TO DO:
Write out all the entries word for word and omit any pictures.

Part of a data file
<<<<

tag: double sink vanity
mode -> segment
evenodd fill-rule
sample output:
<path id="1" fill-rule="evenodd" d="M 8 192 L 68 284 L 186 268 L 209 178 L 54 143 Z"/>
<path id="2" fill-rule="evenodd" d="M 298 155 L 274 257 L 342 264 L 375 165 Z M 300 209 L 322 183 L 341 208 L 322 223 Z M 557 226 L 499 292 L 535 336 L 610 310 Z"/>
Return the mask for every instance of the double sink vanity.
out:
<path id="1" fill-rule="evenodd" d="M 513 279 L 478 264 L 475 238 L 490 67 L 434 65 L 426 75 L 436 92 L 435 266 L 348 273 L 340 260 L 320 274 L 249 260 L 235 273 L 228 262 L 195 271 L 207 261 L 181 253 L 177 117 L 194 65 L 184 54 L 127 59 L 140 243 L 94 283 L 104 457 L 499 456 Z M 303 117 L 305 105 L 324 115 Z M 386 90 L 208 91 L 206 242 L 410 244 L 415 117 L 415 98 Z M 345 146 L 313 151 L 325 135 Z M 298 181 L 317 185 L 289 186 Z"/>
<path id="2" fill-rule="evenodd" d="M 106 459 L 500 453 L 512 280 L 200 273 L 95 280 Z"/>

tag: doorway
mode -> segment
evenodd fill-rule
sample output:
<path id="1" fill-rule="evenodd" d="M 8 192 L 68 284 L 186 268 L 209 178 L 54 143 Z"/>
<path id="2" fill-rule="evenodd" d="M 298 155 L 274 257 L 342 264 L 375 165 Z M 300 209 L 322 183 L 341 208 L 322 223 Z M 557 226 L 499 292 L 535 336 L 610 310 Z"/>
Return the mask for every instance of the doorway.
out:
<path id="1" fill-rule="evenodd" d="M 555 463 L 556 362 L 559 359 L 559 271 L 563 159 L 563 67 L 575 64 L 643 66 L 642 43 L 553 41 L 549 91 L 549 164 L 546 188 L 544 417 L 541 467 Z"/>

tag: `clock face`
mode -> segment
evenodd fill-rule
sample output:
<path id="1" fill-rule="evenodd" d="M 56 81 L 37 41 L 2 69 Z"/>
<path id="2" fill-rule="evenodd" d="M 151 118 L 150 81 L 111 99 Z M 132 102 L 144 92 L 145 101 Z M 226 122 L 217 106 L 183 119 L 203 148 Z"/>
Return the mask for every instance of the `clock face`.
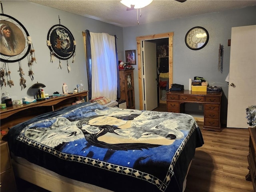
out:
<path id="1" fill-rule="evenodd" d="M 185 42 L 188 47 L 193 50 L 198 50 L 208 42 L 209 34 L 202 27 L 193 27 L 189 30 L 185 37 Z"/>

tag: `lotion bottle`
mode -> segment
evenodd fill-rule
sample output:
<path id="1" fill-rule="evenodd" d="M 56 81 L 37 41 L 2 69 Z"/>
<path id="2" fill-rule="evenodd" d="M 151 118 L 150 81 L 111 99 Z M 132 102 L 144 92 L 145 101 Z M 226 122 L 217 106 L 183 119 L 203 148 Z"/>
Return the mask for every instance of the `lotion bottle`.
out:
<path id="1" fill-rule="evenodd" d="M 44 91 L 43 89 L 41 90 L 41 97 L 42 98 L 45 98 L 45 95 L 44 95 Z"/>
<path id="2" fill-rule="evenodd" d="M 66 83 L 64 83 L 62 86 L 62 90 L 63 91 L 63 93 L 66 94 L 68 93 L 68 86 Z"/>

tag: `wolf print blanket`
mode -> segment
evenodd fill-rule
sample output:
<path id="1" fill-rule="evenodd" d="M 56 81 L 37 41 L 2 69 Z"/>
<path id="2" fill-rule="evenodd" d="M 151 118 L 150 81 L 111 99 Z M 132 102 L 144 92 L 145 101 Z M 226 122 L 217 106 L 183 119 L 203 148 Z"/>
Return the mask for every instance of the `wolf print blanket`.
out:
<path id="1" fill-rule="evenodd" d="M 190 115 L 85 102 L 38 116 L 8 133 L 17 156 L 114 191 L 182 191 L 204 143 Z M 138 188 L 137 186 L 141 186 Z"/>

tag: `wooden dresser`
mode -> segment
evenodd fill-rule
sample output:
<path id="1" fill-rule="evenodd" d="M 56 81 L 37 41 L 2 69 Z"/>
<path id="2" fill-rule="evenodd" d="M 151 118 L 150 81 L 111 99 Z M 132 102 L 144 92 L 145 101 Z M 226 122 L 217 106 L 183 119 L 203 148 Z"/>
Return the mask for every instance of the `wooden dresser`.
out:
<path id="1" fill-rule="evenodd" d="M 249 140 L 249 154 L 247 156 L 249 163 L 249 173 L 246 176 L 246 179 L 248 181 L 252 182 L 253 190 L 256 192 L 256 128 L 248 128 L 250 133 Z"/>
<path id="2" fill-rule="evenodd" d="M 1 192 L 15 192 L 17 191 L 15 178 L 11 163 L 11 158 L 6 141 L 1 141 L 0 144 L 0 191 Z"/>
<path id="3" fill-rule="evenodd" d="M 186 103 L 201 103 L 204 105 L 204 130 L 220 132 L 220 106 L 222 92 L 191 91 L 188 90 L 170 91 L 166 93 L 167 111 L 184 112 Z"/>
<path id="4" fill-rule="evenodd" d="M 119 70 L 120 99 L 126 102 L 126 108 L 135 108 L 134 86 L 133 80 L 134 68 Z"/>
<path id="5" fill-rule="evenodd" d="M 54 111 L 72 105 L 78 97 L 86 97 L 88 101 L 88 91 L 52 98 L 29 104 L 13 105 L 0 110 L 1 131 L 2 135 L 7 134 L 12 127 L 38 115 Z"/>

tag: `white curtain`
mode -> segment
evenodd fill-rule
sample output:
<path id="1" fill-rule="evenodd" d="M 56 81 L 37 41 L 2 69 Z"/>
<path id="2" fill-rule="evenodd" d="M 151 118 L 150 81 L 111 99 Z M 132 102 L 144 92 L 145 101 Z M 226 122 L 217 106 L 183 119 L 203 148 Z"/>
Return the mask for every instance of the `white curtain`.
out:
<path id="1" fill-rule="evenodd" d="M 100 96 L 116 100 L 117 69 L 115 37 L 90 33 L 92 52 L 92 98 Z"/>

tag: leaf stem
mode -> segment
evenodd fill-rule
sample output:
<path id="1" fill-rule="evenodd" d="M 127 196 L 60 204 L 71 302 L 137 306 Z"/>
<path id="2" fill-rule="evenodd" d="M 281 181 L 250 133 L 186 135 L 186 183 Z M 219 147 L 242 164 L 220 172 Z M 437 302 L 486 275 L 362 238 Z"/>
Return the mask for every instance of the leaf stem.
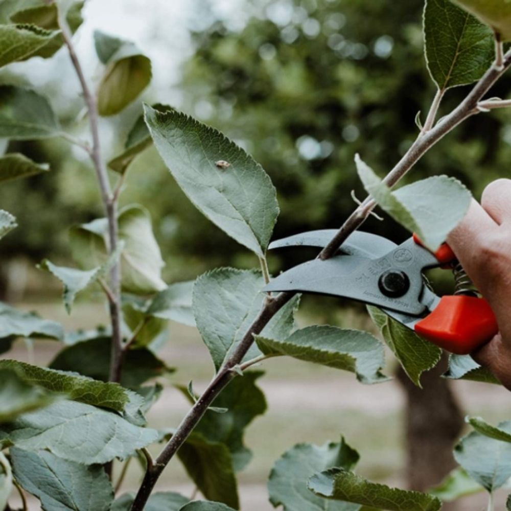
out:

>>>>

ANSWER TO THIS TASK:
tag: double sink vanity
mode -> segment
evenodd fill-rule
sample output:
<path id="1" fill-rule="evenodd" d="M 8 192 L 68 284 L 186 268 L 209 178 L 54 143 Z"/>
<path id="2" fill-rule="evenodd" d="M 298 155 L 274 257 L 342 264 L 375 165 Z M 300 209 L 322 183 L 341 208 L 322 223 Z M 557 226 L 499 292 L 535 336 L 610 310 Z"/>
Return the mask for every instance of the double sink vanity.
out:
<path id="1" fill-rule="evenodd" d="M 513 279 L 478 264 L 475 238 L 490 67 L 434 65 L 426 75 L 436 92 L 435 266 L 348 273 L 340 260 L 320 274 L 249 260 L 235 273 L 228 262 L 195 271 L 207 261 L 181 253 L 177 117 L 194 65 L 184 54 L 127 59 L 140 243 L 94 283 L 104 457 L 499 456 Z M 303 117 L 305 105 L 324 115 Z M 386 90 L 208 91 L 206 242 L 410 244 L 415 117 L 415 98 Z M 345 146 L 313 151 L 325 135 Z M 298 181 L 317 185 L 289 186 Z"/>
<path id="2" fill-rule="evenodd" d="M 106 459 L 500 453 L 512 280 L 200 273 L 95 280 Z"/>

tag: doorway
mode -> segment
evenodd fill-rule
sample output:
<path id="1" fill-rule="evenodd" d="M 8 192 L 68 284 L 186 268 L 209 178 L 54 143 Z"/>
<path id="2" fill-rule="evenodd" d="M 298 155 L 274 257 L 342 264 L 375 165 Z M 300 209 L 322 183 L 341 208 L 322 223 Z M 557 226 L 499 292 L 535 336 L 610 310 Z"/>
Return the mask for every instance of the doorway.
out:
<path id="1" fill-rule="evenodd" d="M 555 463 L 556 362 L 559 359 L 559 271 L 563 159 L 563 67 L 575 64 L 643 66 L 642 43 L 553 41 L 549 91 L 549 164 L 546 188 L 544 417 L 541 467 Z"/>

tag: `clock face`
mode -> segment
evenodd fill-rule
sample output:
<path id="1" fill-rule="evenodd" d="M 56 81 L 37 41 L 2 69 Z"/>
<path id="2" fill-rule="evenodd" d="M 151 118 L 150 81 L 111 99 Z M 132 102 L 144 92 L 145 101 Z M 226 122 L 217 106 L 183 119 L 203 148 Z"/>
Return the mask for every instance of the `clock face`.
out:
<path id="1" fill-rule="evenodd" d="M 185 42 L 188 47 L 193 50 L 198 50 L 208 42 L 209 34 L 202 27 L 193 27 L 189 30 L 185 37 Z"/>

tag: `lotion bottle`
mode -> segment
evenodd fill-rule
sample output:
<path id="1" fill-rule="evenodd" d="M 56 81 L 37 41 L 2 69 Z"/>
<path id="2" fill-rule="evenodd" d="M 151 118 L 150 81 L 111 99 Z M 132 102 L 144 92 L 145 101 Z M 226 122 L 217 106 L 183 119 L 203 148 Z"/>
Return the mask for every instance of the `lotion bottle`.
out:
<path id="1" fill-rule="evenodd" d="M 44 91 L 43 89 L 41 90 L 41 97 L 42 98 L 45 98 L 45 95 L 44 95 Z"/>
<path id="2" fill-rule="evenodd" d="M 66 83 L 64 83 L 62 86 L 62 90 L 63 91 L 63 93 L 66 94 L 68 93 L 68 86 Z"/>

tag: `wolf print blanket`
mode -> segment
evenodd fill-rule
sample output:
<path id="1" fill-rule="evenodd" d="M 56 81 L 37 41 L 2 69 Z"/>
<path id="2" fill-rule="evenodd" d="M 151 118 L 150 81 L 111 99 Z M 132 102 L 144 92 L 145 101 Z M 226 122 L 217 106 L 183 119 L 203 148 Z"/>
Return the mask for every instance of the `wolf print blanket`.
out:
<path id="1" fill-rule="evenodd" d="M 190 115 L 85 102 L 38 116 L 8 133 L 17 156 L 114 191 L 182 191 L 204 143 Z M 138 188 L 137 186 L 141 186 Z"/>

tag: `wooden dresser`
mode -> segment
evenodd fill-rule
sample output:
<path id="1" fill-rule="evenodd" d="M 56 81 L 37 41 L 2 69 Z"/>
<path id="2" fill-rule="evenodd" d="M 151 118 L 150 81 L 111 99 Z M 132 102 L 144 92 L 145 101 Z M 226 122 L 217 106 L 183 119 L 203 148 Z"/>
Return the mask for every instance of the `wooden dresser`.
out:
<path id="1" fill-rule="evenodd" d="M 249 140 L 249 154 L 247 156 L 249 163 L 249 173 L 246 176 L 246 179 L 248 181 L 252 182 L 253 190 L 256 192 L 256 128 L 248 128 L 250 133 Z"/>
<path id="2" fill-rule="evenodd" d="M 1 192 L 15 192 L 17 191 L 15 178 L 11 163 L 11 158 L 6 141 L 1 141 L 0 144 L 0 191 Z"/>
<path id="3" fill-rule="evenodd" d="M 186 103 L 201 103 L 204 105 L 204 130 L 220 132 L 220 106 L 222 92 L 191 91 L 188 90 L 170 91 L 166 93 L 167 111 L 184 112 Z"/>
<path id="4" fill-rule="evenodd" d="M 119 70 L 120 99 L 126 102 L 126 108 L 135 108 L 134 86 L 133 80 L 134 68 Z"/>
<path id="5" fill-rule="evenodd" d="M 54 111 L 72 105 L 78 97 L 86 97 L 88 101 L 88 91 L 52 98 L 29 104 L 13 105 L 0 110 L 1 131 L 2 135 L 7 134 L 12 127 L 38 115 Z"/>

tag: `white curtain`
mode -> segment
evenodd fill-rule
sample output:
<path id="1" fill-rule="evenodd" d="M 56 81 L 37 41 L 2 69 Z"/>
<path id="2" fill-rule="evenodd" d="M 151 118 L 150 81 L 111 99 Z M 132 102 L 144 92 L 145 101 Z M 226 122 L 217 106 L 183 119 L 203 148 Z"/>
Return the mask for every instance of the `white curtain`.
out:
<path id="1" fill-rule="evenodd" d="M 100 96 L 116 100 L 117 69 L 115 37 L 90 33 L 92 52 L 92 98 Z"/>

tag: leaf stem
mode -> segment
evenodd fill-rule
sample output:
<path id="1" fill-rule="evenodd" d="M 127 196 L 60 204 L 71 302 L 137 306 Z"/>
<path id="2" fill-rule="evenodd" d="M 281 181 L 250 133 L 186 135 L 186 183 Z M 219 147 L 242 164 L 220 172 Z M 437 302 L 486 275 L 362 238 Z"/>
Return the mask for every instance of the leaf stem.
out:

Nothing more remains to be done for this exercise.